→ Activity:
Starting at the line that contains "For our annual mammal census, mark every water reflection", restate each line word for word through the final line of the data, keeping both ends.

----------------------------------------

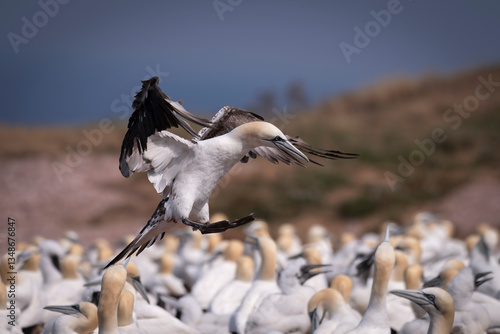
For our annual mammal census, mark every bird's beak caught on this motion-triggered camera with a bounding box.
[207,250,224,263]
[390,289,428,306]
[83,278,101,287]
[17,248,40,268]
[274,140,309,163]
[475,271,493,288]
[44,304,83,316]
[288,252,304,260]
[130,276,150,304]
[423,275,441,288]
[299,264,331,285]
[245,236,259,248]
[309,309,321,332]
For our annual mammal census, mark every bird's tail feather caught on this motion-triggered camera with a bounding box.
[104,198,168,269]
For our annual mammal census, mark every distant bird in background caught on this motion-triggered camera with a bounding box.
[106,76,357,267]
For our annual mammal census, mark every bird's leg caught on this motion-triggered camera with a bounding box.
[182,213,255,234]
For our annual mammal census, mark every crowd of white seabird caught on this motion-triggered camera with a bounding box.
[2,212,500,334]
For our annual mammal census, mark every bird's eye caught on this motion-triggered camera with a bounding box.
[426,294,435,303]
[273,136,283,141]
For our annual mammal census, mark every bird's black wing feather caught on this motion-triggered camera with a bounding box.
[196,106,264,140]
[287,136,359,163]
[119,76,211,177]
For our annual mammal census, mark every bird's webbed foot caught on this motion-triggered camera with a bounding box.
[182,213,254,234]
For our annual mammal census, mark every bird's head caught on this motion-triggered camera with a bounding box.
[390,287,455,319]
[235,121,309,163]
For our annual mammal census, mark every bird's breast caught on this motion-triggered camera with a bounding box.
[171,139,247,203]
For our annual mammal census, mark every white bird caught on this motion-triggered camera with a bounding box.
[123,263,198,334]
[345,227,395,334]
[210,255,254,315]
[116,290,140,334]
[403,264,426,319]
[302,246,329,293]
[191,239,244,309]
[14,249,46,330]
[42,302,98,334]
[176,230,207,288]
[97,265,127,334]
[276,224,302,257]
[146,253,186,298]
[230,236,280,334]
[106,76,357,267]
[306,224,333,265]
[329,275,355,306]
[386,251,415,332]
[44,254,86,319]
[395,237,422,266]
[245,258,326,334]
[422,258,464,290]
[163,294,226,334]
[276,224,302,268]
[390,287,454,334]
[98,264,196,334]
[328,233,359,278]
[469,228,500,298]
[345,238,379,315]
[37,239,66,285]
[308,288,361,334]
[447,267,492,334]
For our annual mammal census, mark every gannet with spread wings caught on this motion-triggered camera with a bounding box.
[106,76,357,268]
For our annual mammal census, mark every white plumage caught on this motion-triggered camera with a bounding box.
[106,76,357,268]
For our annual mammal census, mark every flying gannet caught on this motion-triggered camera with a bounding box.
[106,76,357,267]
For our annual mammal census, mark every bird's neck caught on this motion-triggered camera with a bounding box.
[204,133,255,166]
[258,250,276,281]
[117,292,135,327]
[98,289,120,333]
[362,257,392,327]
[74,309,98,334]
[428,313,454,334]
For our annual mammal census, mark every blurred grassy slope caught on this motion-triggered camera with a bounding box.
[210,65,500,235]
[2,64,500,239]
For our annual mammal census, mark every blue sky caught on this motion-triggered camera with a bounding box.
[1,0,500,125]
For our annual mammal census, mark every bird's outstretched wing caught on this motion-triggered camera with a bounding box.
[124,130,194,194]
[119,76,211,177]
[196,106,359,165]
[195,106,264,140]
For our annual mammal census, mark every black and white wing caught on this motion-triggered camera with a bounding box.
[105,197,169,268]
[196,106,264,140]
[196,106,358,166]
[119,76,211,177]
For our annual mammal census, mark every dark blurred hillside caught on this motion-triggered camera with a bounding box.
[2,64,500,245]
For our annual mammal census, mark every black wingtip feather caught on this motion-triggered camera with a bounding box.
[119,77,212,175]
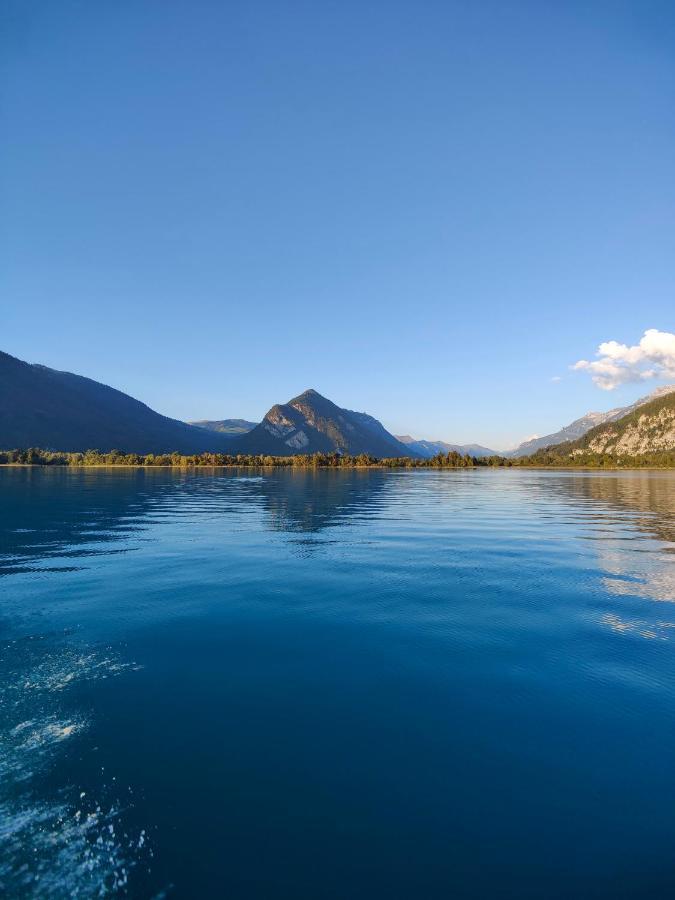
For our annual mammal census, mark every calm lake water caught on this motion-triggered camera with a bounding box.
[1,467,674,898]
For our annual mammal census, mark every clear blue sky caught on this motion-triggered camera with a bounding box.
[2,1,674,449]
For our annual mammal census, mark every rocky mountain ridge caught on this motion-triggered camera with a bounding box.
[510,385,675,456]
[571,391,675,457]
[524,389,675,461]
[231,390,417,457]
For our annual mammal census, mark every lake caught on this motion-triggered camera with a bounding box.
[1,467,674,898]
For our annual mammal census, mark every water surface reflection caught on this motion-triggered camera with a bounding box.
[1,467,675,898]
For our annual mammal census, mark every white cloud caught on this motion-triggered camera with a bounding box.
[551,375,562,382]
[572,329,675,390]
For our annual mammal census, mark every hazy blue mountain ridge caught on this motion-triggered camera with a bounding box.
[396,435,498,458]
[189,419,257,434]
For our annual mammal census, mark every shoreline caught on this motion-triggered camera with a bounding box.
[1,463,673,472]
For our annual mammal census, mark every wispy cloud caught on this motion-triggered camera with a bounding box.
[572,329,675,390]
[551,375,562,383]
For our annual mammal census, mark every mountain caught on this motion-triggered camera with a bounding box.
[0,354,419,458]
[0,350,235,454]
[231,389,418,457]
[190,418,256,435]
[537,389,675,459]
[510,385,675,456]
[396,435,498,458]
[509,412,619,456]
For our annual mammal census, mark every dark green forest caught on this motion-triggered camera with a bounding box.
[1,447,673,468]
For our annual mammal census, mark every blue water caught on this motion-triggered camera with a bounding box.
[1,467,674,898]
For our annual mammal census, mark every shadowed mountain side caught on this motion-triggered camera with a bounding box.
[0,351,235,454]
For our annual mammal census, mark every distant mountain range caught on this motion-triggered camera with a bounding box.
[395,436,498,458]
[190,419,256,435]
[507,385,675,456]
[2,348,674,459]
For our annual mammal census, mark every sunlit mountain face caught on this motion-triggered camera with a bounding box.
[230,389,419,457]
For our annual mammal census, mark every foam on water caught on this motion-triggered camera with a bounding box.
[0,637,150,897]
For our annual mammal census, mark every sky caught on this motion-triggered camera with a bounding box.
[1,0,674,449]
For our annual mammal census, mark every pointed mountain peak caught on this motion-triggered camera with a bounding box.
[288,389,338,414]
[292,388,325,402]
[235,389,418,457]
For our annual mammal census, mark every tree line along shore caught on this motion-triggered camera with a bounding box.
[1,448,674,469]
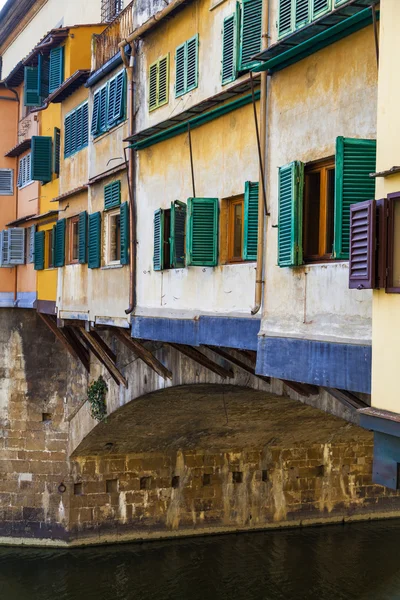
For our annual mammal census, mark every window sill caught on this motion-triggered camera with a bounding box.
[102,263,123,270]
[93,120,126,143]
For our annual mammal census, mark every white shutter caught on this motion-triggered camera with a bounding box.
[8,228,25,265]
[0,230,10,267]
[27,225,35,264]
[0,169,13,195]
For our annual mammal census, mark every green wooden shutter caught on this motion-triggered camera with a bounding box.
[34,231,45,271]
[175,43,186,97]
[51,224,56,267]
[78,211,88,264]
[99,86,108,133]
[170,200,186,268]
[149,62,158,111]
[120,202,129,265]
[31,136,52,183]
[64,113,72,157]
[311,0,330,19]
[295,0,309,28]
[104,180,121,210]
[239,0,262,71]
[38,54,50,101]
[333,137,377,260]
[186,198,219,266]
[107,75,117,126]
[278,161,304,267]
[113,71,125,122]
[91,90,101,135]
[82,102,89,147]
[24,66,40,106]
[243,181,259,261]
[49,46,64,93]
[278,0,293,38]
[154,209,164,271]
[186,35,199,92]
[53,127,60,176]
[88,212,101,269]
[54,219,66,267]
[222,13,238,84]
[158,54,169,107]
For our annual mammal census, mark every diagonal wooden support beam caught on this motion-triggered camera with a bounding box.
[282,380,319,398]
[79,328,127,387]
[324,388,369,411]
[203,345,270,383]
[168,343,234,379]
[89,329,116,362]
[63,327,90,372]
[113,329,172,380]
[38,313,89,372]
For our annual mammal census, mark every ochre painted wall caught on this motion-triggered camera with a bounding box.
[372,0,400,413]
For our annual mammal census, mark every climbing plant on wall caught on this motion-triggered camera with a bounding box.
[87,376,108,422]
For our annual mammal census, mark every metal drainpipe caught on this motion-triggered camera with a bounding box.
[121,44,137,315]
[251,0,270,315]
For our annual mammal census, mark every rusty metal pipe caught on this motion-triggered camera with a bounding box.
[121,44,137,314]
[251,0,269,316]
[118,0,188,46]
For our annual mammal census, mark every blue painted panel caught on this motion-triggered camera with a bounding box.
[131,317,199,346]
[360,413,400,439]
[371,432,400,490]
[199,317,260,350]
[256,336,371,394]
[16,292,36,309]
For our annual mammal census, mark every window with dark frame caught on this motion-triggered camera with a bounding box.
[67,216,79,265]
[107,210,121,264]
[101,0,123,23]
[387,193,400,293]
[228,196,244,263]
[303,158,335,262]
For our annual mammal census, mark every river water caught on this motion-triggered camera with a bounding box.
[1,520,400,600]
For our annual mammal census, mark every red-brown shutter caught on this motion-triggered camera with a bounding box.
[376,198,387,290]
[349,199,376,290]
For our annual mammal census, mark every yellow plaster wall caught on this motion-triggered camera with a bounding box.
[371,0,400,412]
[65,26,106,76]
[36,221,57,301]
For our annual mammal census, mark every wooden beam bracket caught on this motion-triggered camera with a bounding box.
[169,343,234,379]
[114,328,172,380]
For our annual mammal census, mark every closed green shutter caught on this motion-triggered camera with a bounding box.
[88,212,101,269]
[186,35,198,92]
[78,211,88,264]
[34,231,45,271]
[153,209,164,271]
[187,198,219,266]
[49,46,64,93]
[149,62,158,111]
[53,127,60,176]
[51,224,56,267]
[38,54,50,101]
[104,181,121,210]
[91,90,101,135]
[295,0,309,28]
[65,103,89,157]
[175,43,186,97]
[158,55,169,107]
[112,71,125,123]
[31,136,52,183]
[120,201,129,265]
[311,0,330,19]
[222,13,238,84]
[239,0,262,71]
[278,161,304,267]
[24,66,40,106]
[278,0,293,38]
[99,86,108,133]
[54,219,66,267]
[243,181,259,261]
[170,200,186,268]
[333,137,376,260]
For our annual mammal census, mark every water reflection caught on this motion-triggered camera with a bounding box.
[1,520,400,599]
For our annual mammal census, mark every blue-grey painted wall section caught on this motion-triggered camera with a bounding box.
[256,337,371,394]
[131,316,261,350]
[369,432,400,490]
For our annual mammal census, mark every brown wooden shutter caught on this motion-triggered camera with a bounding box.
[349,199,375,290]
[376,198,387,290]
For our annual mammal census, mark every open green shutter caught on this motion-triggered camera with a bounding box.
[239,0,262,70]
[24,66,40,106]
[243,181,259,260]
[38,54,50,101]
[88,212,101,269]
[49,46,64,93]
[99,86,108,133]
[91,90,100,135]
[278,0,293,38]
[107,76,117,126]
[31,136,52,183]
[149,61,158,111]
[120,202,129,265]
[153,209,164,271]
[186,198,219,266]
[78,211,88,264]
[113,71,125,122]
[53,127,60,176]
[51,224,56,267]
[170,200,186,268]
[278,161,303,267]
[333,137,376,260]
[222,13,238,84]
[34,231,45,270]
[54,219,66,267]
[175,43,186,97]
[186,35,199,92]
[104,180,121,210]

----------------------------------------

→ Answer to the exercise:
For our annual mammal census, mark every water reflection caught on this motion-triggered camera with a bounding box.
[1,520,400,599]
For our annual mammal census, mark every blue-grey painted wall section caught on this motion-triggered camera with a bounding box.
[256,337,371,394]
[131,316,261,350]
[369,432,400,490]
For our annual mammal census, mark every brown wooden shutter caught on this motion-triggered camera with a bounding box.
[349,199,375,290]
[376,198,387,290]
For our annual mammal census, mark every open green shutter caught on this motion-triggered camera with a bounding box.
[239,0,262,70]
[24,66,40,106]
[243,181,259,260]
[38,54,50,101]
[88,212,101,269]
[49,46,64,93]
[99,86,108,133]
[91,90,100,135]
[278,0,293,38]
[107,76,117,126]
[31,136,52,183]
[149,61,158,111]
[120,202,129,265]
[153,209,164,271]
[186,198,219,266]
[78,211,88,264]
[113,71,125,122]
[53,127,60,176]
[51,224,56,267]
[170,200,186,268]
[278,161,303,267]
[333,137,376,260]
[222,13,238,84]
[34,231,45,270]
[54,219,66,267]
[175,43,186,97]
[186,35,199,92]
[104,180,121,210]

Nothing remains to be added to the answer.